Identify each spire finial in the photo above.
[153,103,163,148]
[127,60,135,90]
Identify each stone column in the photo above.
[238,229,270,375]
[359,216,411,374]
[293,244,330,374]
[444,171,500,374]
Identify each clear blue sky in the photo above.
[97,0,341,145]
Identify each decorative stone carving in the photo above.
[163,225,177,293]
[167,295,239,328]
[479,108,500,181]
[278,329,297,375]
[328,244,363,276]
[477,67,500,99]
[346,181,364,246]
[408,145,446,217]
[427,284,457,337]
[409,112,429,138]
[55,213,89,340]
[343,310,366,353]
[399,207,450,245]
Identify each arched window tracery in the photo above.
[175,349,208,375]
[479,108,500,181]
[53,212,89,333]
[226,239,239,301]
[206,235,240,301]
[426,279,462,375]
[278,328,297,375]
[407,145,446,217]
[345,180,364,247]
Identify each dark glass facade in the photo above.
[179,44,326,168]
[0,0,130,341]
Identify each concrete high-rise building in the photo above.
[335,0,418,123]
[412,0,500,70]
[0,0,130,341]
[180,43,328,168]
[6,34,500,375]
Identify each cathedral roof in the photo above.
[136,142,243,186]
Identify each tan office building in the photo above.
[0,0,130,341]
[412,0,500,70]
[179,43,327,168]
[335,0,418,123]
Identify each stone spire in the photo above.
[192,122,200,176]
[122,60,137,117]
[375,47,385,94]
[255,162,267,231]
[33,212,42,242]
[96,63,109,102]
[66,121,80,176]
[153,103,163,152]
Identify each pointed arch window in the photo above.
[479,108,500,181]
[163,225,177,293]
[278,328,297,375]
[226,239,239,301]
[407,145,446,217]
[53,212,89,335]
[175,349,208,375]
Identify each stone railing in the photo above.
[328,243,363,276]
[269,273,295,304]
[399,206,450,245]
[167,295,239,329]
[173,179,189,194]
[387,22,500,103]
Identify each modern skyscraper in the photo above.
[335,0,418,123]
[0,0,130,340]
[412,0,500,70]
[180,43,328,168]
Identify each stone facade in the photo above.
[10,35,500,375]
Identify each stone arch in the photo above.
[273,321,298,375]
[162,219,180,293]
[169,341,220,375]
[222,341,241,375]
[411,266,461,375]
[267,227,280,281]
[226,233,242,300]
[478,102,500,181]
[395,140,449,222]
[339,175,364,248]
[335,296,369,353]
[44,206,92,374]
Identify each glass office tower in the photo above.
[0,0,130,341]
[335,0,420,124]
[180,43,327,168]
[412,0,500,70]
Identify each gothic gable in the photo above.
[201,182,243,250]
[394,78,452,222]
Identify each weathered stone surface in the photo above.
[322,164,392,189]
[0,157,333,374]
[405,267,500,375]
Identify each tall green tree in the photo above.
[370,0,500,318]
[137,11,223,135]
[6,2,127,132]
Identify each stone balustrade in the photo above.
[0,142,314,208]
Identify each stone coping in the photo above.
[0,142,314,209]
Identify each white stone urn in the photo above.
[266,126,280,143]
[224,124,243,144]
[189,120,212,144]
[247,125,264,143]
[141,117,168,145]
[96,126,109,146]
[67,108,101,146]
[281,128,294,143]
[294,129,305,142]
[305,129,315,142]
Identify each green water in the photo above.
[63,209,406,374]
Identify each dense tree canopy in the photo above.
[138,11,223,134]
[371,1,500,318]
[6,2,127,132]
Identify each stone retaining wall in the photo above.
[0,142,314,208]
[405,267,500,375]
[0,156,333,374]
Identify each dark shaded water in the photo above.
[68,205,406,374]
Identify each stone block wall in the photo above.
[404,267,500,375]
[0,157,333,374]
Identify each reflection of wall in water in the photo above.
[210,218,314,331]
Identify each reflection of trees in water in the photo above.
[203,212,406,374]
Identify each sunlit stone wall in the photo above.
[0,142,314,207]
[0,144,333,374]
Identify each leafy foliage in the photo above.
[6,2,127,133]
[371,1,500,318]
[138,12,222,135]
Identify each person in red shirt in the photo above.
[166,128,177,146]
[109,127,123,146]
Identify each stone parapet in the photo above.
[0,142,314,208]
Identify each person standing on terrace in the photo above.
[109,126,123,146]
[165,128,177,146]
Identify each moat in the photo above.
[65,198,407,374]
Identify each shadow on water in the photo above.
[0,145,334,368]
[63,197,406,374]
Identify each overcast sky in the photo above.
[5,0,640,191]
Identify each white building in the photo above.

::::::

DIRECTION:
Lay out the lines above as a numbered list, beginning at the line that contains "Identify each pointed" and stopping after the line that contains "[10,35,500,375]". Leave out any blank lines.

EXERCISE RESPONSE:
1. Identify each pointed arch window in the photo above.
2. [479,108,500,181]
3. [163,225,177,293]
4. [278,328,297,375]
5. [226,239,239,301]
6. [407,145,446,217]
7. [53,212,89,335]
8. [175,349,208,375]
9. Identify each stone railing in the photo above.
10. [328,243,363,276]
11. [269,273,295,304]
12. [399,206,450,245]
13. [167,295,239,329]
14. [173,179,189,194]
15. [387,22,500,103]
16. Identify each modern skyscraper in the photo above.
17. [335,0,418,123]
18. [0,0,130,340]
19. [412,0,500,70]
20. [180,43,328,168]
21. Identify each stone facade in the photo above.
22. [10,35,500,375]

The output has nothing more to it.